(Raw records)
################
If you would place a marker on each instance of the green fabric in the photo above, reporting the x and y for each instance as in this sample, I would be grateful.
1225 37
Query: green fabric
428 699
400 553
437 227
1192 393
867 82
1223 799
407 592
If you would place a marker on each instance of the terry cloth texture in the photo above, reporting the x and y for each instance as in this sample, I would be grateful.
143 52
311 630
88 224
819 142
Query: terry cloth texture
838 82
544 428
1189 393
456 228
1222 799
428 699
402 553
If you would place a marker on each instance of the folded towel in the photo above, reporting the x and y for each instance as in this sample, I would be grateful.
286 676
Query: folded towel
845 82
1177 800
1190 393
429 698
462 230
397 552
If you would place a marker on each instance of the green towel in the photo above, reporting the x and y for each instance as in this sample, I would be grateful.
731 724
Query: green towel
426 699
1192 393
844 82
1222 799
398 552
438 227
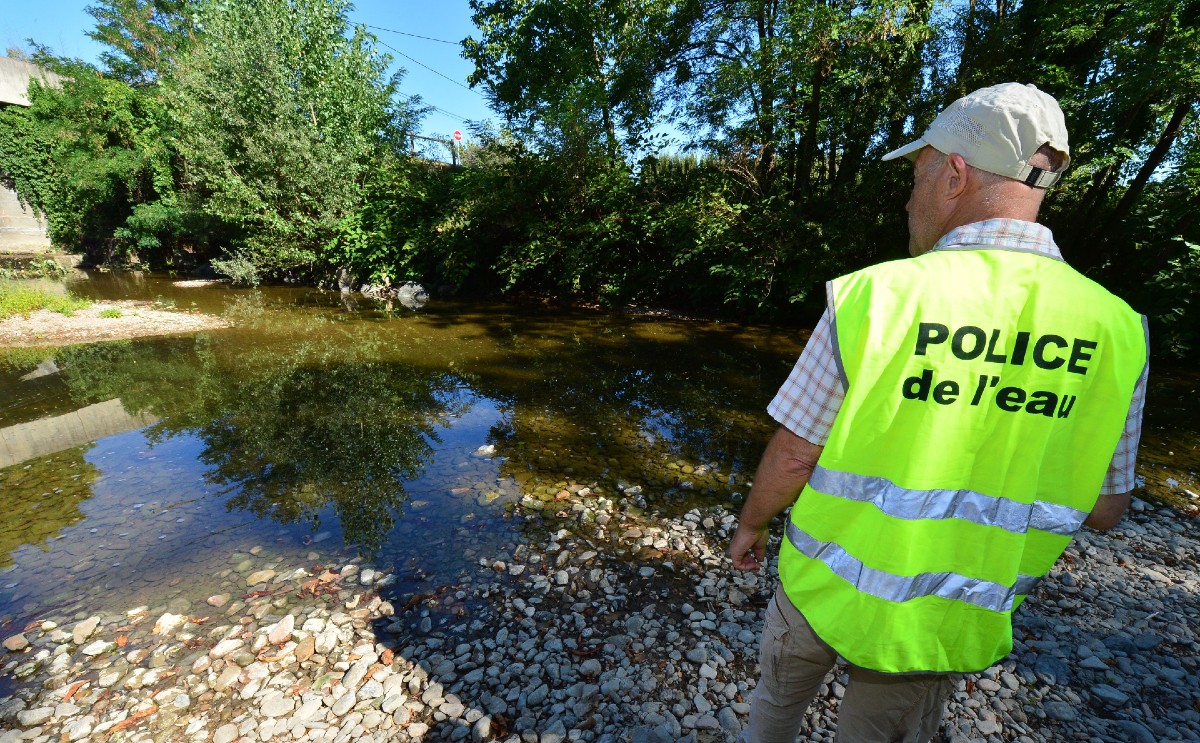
################
Echo back every one of the lines above word for word, changing nothing. Leave the pictures out.

If you would place a marker on each instance of the green fabric in the photo above, reporting the x and y for each instance as in this sample, I would be grateful.
1225 37
Query: green fabric
428 699
400 553
437 227
1192 393
867 82
1223 799
407 592
If you would place a marker on each instance of the terry cloth texture in the photo above, reporting the x and y for each instance as in this sample, I would be grateful.
143 52
311 630
88 224
819 142
Query: terry cloth texture
838 82
544 428
1189 393
456 228
1222 799
428 699
402 553
If you would place a marker on each instance of the folded towel in the photo above, reporting the x and y for each instance as in this sample, I would be grateful.
286 676
Query: folded towel
845 82
1177 800
1190 393
429 698
462 230
397 552
If you would place a marker on each instance of the green towel in the photo above, reporting the x and y for each instance as in this sample, I would be grateful.
731 724
Query: green towel
426 699
1192 393
844 82
1222 799
398 552
438 227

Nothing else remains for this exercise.